**TASK STATEMENT:** Can you convert the records from the line with "Where can the black glove" up to and including the line with "Where can the frozen" into a numbered list, skipping any blank lines?

**AVAILABLE DATA:**
□ □ □ □

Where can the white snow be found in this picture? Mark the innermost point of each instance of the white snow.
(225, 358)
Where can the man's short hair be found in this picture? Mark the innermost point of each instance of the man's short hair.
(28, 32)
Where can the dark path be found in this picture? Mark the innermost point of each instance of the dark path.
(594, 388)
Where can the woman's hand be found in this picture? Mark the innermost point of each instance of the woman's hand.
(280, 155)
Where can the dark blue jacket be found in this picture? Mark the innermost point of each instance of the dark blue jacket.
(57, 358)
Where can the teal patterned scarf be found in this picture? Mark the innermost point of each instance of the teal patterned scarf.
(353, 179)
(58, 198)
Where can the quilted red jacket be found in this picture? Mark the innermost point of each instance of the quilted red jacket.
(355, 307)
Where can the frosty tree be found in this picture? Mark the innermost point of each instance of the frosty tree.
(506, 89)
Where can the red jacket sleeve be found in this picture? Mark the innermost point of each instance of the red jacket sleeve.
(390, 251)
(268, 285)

□ □ □ □

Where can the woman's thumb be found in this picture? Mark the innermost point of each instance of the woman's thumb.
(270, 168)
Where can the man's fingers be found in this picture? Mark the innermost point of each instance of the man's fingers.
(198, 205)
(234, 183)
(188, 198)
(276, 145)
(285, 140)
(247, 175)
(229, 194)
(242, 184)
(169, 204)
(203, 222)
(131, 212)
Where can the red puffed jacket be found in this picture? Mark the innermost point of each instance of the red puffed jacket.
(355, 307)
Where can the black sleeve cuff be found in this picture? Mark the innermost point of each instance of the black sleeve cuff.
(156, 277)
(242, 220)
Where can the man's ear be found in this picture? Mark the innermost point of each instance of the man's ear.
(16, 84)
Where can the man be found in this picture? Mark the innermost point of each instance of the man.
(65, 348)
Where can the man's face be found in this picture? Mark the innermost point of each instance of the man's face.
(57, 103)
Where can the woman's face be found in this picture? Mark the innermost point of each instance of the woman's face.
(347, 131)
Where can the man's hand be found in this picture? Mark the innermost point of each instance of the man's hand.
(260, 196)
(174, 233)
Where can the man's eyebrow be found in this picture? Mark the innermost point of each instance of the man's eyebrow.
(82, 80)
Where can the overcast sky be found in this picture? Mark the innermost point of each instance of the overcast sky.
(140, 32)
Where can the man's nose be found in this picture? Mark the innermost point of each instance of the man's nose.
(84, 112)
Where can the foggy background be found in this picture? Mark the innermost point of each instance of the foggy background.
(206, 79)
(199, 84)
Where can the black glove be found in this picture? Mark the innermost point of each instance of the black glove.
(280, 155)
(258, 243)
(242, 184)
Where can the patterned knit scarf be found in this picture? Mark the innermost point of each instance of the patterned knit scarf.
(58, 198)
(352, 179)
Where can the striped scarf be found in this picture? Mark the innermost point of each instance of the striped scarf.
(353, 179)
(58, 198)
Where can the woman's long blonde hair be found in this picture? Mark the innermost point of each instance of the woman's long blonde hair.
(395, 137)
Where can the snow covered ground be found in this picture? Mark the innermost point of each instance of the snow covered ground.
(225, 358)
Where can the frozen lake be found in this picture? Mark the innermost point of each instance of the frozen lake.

□ □ □ □

**SOLVED PROBLEM:**
1. Where can the black glove be found in this picture? Mark the innermost point of each instance of the black glove.
2. (280, 155)
3. (258, 243)
4. (242, 184)
5. Where can the patterned knit scarf be found in this picture? Mark the innermost point of each instance of the patterned knit scarf.
6. (58, 198)
7. (352, 179)
8. Where can the striped scarf be found in this picture? Mark the innermost point of each instance of the striped scarf.
9. (353, 179)
10. (58, 198)
11. Where can the woman's long blonde hair be found in this picture? Mark the innermost point of each instance of the woman's long blonde hair.
12. (395, 137)
13. Where can the snow covered ground be found in this picture? Mark the innermost point of each instance of the snow covered ground.
14. (225, 358)
15. Where can the frozen lake be found in this picture? Mark the innermost point of each instance of the frozen lake.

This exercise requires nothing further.